**WHAT YOU WILL DO**
List each line in the listing below that contains the word "metal", copying every such line in full.

START INFORMATION SUPPLIED

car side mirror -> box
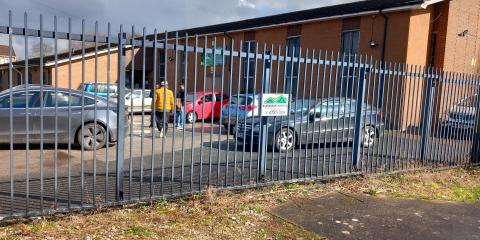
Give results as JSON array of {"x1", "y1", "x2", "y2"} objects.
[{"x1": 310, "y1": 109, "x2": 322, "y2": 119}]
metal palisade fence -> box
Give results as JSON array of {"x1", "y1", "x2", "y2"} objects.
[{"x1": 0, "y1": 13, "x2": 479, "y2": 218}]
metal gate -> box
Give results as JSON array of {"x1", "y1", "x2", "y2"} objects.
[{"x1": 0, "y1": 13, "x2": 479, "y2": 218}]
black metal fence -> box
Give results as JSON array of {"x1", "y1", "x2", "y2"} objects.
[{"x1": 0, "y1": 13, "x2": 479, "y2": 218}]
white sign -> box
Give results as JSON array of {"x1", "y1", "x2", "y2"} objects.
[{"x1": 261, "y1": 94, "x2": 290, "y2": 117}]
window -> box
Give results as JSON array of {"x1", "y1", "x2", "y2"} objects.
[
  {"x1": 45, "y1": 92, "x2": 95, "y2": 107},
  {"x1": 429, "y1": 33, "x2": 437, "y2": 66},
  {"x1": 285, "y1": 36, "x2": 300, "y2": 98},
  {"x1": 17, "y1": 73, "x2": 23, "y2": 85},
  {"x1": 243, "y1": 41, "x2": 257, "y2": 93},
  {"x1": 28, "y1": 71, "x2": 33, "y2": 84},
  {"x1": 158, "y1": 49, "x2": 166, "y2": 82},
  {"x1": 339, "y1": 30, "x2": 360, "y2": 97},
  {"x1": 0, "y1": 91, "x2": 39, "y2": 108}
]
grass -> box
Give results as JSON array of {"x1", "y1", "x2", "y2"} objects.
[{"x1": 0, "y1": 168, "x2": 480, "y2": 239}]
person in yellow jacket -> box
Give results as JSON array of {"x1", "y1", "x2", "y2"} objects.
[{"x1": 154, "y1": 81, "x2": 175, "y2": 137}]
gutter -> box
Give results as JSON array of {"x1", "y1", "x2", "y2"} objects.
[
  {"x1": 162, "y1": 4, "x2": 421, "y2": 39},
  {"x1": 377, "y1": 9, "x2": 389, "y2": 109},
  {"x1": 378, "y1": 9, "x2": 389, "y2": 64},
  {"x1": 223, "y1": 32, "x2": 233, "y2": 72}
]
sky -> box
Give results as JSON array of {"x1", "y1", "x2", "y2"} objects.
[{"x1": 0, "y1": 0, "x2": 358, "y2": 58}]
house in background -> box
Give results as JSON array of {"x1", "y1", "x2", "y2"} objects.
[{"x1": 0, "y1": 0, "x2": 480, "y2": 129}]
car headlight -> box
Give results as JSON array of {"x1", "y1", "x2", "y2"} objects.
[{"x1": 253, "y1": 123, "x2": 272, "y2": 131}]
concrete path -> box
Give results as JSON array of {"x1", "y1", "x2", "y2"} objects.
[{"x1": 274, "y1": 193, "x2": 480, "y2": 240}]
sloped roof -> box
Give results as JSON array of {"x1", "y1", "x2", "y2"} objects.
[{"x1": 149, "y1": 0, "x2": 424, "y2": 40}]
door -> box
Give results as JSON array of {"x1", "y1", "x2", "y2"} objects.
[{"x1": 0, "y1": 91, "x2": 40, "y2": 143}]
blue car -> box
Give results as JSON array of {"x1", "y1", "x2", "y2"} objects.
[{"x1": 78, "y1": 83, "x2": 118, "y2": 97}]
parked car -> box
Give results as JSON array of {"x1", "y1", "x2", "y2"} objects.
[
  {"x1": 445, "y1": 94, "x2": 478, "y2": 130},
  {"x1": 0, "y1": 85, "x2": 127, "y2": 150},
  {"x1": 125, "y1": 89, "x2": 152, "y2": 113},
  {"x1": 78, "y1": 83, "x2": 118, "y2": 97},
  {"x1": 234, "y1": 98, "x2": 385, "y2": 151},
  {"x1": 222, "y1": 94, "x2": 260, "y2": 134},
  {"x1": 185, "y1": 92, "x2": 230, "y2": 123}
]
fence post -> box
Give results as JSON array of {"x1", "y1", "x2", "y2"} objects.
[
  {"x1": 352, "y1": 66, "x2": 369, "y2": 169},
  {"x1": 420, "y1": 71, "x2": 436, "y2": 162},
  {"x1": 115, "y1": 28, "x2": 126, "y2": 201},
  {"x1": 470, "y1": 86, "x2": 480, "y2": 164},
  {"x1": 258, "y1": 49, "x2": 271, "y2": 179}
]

END INFORMATION SUPPLIED

**ANSWER TO THE PROBLEM**
metal palisade fence -> box
metal gate -> box
black metal fence -> box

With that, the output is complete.